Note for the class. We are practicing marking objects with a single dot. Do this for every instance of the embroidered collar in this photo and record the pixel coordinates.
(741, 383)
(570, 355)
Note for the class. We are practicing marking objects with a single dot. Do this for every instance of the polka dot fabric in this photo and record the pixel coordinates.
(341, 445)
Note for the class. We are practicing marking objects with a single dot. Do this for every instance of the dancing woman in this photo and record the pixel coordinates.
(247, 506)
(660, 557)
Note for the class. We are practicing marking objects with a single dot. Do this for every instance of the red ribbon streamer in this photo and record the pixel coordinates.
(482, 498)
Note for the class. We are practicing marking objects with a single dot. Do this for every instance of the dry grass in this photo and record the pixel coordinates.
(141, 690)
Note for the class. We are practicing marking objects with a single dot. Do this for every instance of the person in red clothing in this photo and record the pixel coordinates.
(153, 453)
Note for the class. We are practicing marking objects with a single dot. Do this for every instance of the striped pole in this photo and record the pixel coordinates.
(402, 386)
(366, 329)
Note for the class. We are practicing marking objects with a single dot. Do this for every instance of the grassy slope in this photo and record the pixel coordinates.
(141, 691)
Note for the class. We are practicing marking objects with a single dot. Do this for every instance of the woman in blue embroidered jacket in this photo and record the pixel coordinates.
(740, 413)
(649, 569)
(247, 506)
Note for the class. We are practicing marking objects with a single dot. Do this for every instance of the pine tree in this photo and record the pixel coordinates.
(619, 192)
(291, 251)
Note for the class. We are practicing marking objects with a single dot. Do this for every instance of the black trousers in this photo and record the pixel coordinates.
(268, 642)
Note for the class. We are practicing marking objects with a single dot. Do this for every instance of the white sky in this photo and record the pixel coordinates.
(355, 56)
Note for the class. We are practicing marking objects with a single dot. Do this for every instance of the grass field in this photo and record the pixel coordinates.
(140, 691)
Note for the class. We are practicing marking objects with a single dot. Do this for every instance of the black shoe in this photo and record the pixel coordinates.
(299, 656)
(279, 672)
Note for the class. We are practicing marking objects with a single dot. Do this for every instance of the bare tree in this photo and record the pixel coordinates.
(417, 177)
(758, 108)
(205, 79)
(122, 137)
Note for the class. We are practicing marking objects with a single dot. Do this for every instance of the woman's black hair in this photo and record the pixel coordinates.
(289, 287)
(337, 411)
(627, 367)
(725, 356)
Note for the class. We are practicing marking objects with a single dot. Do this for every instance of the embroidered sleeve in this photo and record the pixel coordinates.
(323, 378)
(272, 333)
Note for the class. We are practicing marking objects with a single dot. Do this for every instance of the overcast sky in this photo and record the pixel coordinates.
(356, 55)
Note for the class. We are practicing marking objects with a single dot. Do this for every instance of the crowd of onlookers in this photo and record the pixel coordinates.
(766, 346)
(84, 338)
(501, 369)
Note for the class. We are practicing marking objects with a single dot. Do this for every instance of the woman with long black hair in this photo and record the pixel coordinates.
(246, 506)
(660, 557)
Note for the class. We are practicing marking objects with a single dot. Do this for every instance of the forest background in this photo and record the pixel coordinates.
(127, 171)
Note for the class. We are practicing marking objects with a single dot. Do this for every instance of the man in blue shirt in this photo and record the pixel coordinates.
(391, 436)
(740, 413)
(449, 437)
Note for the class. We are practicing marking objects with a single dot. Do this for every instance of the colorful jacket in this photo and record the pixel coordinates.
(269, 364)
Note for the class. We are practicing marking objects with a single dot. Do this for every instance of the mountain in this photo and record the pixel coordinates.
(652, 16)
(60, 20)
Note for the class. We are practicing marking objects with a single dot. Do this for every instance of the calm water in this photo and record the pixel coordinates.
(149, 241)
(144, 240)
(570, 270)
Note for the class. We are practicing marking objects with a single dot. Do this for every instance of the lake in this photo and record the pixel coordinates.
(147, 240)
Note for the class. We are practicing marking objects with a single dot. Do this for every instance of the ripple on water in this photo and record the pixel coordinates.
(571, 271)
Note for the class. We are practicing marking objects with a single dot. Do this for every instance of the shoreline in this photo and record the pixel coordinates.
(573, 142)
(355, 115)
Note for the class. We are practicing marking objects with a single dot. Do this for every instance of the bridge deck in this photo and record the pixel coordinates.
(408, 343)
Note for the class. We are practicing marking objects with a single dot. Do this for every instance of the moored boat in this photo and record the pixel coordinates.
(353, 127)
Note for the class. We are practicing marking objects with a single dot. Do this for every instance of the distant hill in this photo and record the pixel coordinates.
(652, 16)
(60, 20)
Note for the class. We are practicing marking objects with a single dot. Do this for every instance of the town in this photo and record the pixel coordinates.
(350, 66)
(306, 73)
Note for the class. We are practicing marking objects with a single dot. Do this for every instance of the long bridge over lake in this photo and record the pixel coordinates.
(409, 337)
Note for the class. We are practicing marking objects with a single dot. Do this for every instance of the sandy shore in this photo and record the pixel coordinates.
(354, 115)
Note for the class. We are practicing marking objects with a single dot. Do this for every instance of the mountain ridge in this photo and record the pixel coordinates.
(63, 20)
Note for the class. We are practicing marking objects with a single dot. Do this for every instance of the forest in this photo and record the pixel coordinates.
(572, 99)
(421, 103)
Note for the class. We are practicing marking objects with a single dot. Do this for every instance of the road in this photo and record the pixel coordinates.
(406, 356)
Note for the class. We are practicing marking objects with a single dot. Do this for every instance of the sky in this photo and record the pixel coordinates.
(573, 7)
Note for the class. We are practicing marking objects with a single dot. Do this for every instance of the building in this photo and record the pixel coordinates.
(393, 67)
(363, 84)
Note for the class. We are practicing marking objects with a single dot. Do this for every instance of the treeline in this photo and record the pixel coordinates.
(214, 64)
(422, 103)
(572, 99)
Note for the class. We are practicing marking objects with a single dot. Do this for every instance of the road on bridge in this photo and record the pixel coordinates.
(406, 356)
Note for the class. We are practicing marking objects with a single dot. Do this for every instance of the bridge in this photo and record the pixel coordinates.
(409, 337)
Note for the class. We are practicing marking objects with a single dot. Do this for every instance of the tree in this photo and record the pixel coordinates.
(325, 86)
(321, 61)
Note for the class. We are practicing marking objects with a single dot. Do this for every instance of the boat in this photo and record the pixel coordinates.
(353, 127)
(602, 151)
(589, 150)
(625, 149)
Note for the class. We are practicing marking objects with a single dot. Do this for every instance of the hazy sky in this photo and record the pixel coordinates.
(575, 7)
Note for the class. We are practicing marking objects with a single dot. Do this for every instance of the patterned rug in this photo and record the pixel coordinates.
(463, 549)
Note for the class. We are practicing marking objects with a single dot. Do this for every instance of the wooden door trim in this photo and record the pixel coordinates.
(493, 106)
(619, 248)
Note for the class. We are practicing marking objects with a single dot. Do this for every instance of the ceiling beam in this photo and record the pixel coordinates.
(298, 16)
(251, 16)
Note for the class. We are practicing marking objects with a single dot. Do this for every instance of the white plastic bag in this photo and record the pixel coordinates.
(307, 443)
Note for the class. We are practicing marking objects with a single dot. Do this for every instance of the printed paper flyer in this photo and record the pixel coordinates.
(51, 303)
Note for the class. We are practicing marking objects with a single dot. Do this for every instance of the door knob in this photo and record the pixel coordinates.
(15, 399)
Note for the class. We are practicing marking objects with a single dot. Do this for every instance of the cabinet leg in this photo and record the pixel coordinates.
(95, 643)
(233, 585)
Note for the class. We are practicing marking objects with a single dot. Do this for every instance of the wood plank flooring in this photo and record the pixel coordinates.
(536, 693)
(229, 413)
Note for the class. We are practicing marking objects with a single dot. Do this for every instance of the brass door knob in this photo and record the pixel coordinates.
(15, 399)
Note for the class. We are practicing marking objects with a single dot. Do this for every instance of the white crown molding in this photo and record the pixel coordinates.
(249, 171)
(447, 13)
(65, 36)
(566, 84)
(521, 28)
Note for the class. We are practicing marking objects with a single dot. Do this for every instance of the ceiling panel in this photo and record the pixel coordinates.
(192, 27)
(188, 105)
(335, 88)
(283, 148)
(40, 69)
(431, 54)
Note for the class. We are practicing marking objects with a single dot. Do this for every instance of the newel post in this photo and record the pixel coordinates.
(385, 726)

# # # # # # #

## TASK
Give back, unchanged, every line from the one with "of the door" to the end of the entries above.

## COMPLETED EXERCISE
Note for the class. We are practicing marking objects with a single dot. Do this for every instance of the door knob in this photo and record the pixel coordinates.
(15, 399)
Note for the class. We are practicing marking objects with a single dot. Do this for every instance of the cabinet leg in this photo and record the pixel coordinates.
(95, 643)
(233, 585)
Note for the class. We are practicing marking objects with a single dot. Do this for every instance of the wood plank flooring in this photo and record the pixel coordinates.
(536, 693)
(229, 413)
Note for the class. We are practicing marking objects with a single dot. Do this for every instance of the brass door knob in this photo and record the pixel coordinates.
(15, 399)
Note for the class. We are practicing marking objects with a single dot. Do this for every instance of the white crown molding in this photo and record the pixel coordinates.
(249, 171)
(447, 13)
(65, 36)
(566, 84)
(521, 28)
Note for the class. We are practicing marking objects with a single dot. Do this for every instance of the ceiling panel in this photo and record the pixel coordinates.
(192, 27)
(188, 105)
(335, 88)
(283, 148)
(40, 69)
(431, 54)
Note for the class. We are practicing marking objects with a single dot. Do this for every instance of the newel post in this photo and record the pixel coordinates.
(385, 726)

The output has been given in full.